**WORK TO BE COMPLETED**:
Which lines run from the one containing "Could you point out the black" to the last line of the entries? Return them exactly, with nothing more.

**SUPPLIED INFORMATION**:
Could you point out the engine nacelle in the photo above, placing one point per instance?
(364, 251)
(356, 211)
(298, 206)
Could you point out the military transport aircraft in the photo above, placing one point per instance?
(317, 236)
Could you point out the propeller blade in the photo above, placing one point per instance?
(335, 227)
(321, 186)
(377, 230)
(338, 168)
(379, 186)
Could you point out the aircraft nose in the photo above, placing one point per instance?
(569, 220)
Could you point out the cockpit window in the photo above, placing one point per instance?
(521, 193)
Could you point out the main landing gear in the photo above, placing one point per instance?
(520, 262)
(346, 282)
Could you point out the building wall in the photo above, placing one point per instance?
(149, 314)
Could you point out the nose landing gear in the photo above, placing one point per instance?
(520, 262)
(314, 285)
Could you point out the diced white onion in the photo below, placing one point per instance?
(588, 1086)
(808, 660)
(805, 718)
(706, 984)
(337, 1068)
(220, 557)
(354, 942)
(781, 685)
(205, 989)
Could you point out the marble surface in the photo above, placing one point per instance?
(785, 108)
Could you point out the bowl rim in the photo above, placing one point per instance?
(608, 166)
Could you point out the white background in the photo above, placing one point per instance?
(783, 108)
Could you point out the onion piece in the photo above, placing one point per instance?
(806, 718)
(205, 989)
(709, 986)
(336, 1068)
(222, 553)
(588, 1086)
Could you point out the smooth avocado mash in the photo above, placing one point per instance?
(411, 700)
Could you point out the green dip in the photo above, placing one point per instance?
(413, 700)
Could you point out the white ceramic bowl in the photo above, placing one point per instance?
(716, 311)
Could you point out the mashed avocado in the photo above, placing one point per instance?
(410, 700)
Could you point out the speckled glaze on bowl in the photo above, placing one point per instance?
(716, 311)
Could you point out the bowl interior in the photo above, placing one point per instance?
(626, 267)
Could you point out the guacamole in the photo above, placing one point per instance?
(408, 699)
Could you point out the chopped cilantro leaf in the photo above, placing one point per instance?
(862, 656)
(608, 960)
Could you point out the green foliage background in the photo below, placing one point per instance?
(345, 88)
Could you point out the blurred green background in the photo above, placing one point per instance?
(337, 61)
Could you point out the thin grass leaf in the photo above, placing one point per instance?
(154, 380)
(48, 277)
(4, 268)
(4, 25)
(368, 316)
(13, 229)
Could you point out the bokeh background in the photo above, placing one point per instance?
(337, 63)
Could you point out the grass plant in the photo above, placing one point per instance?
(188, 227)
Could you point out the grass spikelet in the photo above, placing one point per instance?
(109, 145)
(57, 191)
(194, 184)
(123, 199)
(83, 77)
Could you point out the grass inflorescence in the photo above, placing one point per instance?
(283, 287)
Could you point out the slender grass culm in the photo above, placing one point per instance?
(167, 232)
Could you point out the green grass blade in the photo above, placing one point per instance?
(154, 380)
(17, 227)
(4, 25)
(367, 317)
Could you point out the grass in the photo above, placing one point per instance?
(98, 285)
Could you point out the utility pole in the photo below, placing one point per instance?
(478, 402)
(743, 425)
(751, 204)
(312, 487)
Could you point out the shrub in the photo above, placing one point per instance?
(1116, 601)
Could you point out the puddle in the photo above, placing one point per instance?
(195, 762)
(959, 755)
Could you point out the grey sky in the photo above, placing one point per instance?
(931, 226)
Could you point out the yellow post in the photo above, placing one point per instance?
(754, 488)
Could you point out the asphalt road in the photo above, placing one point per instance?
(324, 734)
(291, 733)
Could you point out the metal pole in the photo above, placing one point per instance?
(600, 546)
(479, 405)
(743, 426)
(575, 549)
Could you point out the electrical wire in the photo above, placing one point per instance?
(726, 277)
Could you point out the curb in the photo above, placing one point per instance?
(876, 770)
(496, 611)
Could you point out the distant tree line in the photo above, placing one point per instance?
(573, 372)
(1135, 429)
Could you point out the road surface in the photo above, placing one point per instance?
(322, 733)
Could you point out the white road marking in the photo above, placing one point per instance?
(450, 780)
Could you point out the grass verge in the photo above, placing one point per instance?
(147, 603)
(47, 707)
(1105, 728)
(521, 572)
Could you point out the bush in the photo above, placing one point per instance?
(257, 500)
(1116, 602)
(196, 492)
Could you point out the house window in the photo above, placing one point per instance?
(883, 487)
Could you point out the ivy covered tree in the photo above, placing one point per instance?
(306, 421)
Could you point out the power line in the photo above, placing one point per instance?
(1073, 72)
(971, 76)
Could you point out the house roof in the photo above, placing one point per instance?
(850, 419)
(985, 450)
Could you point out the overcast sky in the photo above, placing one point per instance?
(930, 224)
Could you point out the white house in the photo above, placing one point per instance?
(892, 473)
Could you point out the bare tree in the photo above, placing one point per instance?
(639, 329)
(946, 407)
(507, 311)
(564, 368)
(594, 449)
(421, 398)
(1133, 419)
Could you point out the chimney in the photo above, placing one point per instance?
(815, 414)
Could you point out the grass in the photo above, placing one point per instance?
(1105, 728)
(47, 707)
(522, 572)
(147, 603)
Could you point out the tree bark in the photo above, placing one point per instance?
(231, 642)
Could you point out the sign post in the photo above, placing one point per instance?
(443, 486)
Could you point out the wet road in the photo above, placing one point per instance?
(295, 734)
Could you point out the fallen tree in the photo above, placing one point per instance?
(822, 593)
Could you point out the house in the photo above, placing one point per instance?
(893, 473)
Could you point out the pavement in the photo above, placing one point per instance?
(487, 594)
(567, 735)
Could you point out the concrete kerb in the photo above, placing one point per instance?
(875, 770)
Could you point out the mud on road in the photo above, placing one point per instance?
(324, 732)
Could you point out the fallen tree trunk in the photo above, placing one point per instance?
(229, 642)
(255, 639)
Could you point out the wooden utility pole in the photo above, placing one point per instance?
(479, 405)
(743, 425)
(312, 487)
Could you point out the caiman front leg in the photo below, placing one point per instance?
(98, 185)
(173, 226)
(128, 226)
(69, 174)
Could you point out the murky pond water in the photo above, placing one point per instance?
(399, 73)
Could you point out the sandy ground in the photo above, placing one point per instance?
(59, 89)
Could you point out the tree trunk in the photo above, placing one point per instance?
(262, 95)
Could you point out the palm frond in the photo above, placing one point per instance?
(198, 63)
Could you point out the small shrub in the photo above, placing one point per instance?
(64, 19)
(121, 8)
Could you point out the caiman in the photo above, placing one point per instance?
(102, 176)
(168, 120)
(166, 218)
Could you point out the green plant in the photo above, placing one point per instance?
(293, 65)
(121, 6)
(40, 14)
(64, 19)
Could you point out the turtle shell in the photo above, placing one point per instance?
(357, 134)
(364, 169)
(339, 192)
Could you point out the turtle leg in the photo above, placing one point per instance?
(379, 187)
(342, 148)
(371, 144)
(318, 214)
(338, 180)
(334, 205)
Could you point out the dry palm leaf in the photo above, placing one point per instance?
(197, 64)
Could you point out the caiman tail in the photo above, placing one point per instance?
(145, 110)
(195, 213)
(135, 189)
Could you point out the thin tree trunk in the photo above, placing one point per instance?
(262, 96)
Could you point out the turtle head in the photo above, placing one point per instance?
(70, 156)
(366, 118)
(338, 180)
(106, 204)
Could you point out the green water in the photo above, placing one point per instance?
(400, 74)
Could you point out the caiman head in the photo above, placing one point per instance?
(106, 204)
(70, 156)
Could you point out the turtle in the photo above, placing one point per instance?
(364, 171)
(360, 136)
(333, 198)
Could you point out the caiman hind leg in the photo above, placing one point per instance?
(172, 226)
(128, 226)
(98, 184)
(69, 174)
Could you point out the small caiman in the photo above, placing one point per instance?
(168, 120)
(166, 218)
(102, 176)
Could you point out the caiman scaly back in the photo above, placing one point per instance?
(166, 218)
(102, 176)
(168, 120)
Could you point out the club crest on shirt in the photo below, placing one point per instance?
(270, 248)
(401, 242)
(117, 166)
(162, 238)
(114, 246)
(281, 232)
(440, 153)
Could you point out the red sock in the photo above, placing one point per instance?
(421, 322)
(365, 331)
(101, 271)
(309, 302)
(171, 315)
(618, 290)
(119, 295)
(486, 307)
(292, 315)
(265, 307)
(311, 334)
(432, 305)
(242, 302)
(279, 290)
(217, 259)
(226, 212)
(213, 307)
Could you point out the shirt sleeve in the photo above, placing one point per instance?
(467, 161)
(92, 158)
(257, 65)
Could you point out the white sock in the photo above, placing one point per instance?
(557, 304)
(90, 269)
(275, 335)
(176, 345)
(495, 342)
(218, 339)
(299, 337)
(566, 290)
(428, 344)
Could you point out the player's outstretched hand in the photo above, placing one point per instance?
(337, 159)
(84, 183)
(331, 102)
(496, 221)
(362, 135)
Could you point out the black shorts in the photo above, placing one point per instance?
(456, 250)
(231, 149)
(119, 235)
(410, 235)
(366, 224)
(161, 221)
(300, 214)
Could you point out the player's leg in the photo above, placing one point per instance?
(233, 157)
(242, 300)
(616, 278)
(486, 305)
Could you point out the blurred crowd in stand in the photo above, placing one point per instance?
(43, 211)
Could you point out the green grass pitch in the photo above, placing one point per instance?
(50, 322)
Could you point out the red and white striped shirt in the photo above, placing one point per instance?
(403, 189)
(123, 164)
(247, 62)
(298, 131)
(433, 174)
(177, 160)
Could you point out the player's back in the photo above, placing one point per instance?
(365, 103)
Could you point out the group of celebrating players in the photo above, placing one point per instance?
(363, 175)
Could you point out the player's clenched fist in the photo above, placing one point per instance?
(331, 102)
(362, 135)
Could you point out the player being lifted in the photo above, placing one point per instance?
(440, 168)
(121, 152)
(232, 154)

**ANSWER TO THE PROBLEM**:
Could you point out the black shorts in the photo above, placing one point per instance?
(456, 250)
(231, 149)
(119, 235)
(410, 235)
(366, 224)
(161, 221)
(300, 214)
Could you point out the player's leg in the photo above, placing one point per instance?
(233, 157)
(242, 300)
(616, 278)
(486, 305)
Could you point out the blurred crowd in stand in the photo above, placing one point per instance?
(43, 211)
Could you point out the green grass pitch in the photo above, placing one point per instance?
(50, 322)
Could you point out the red and white striped shirt in the photo above, placing one point per instance?
(403, 189)
(123, 164)
(247, 62)
(298, 131)
(433, 174)
(177, 160)
Could you point out the player's back in the photo above, placing one point per instance?
(365, 103)
Could you point out the group of celebrating players in the photo above, placing one point per instance?
(363, 175)
Could you point out the player's clenched fist in the photo above, placing one point per instance?
(331, 102)
(362, 135)
Could you point out the player being lifted in the photo above, placing one point per instance?
(440, 168)
(121, 152)
(232, 154)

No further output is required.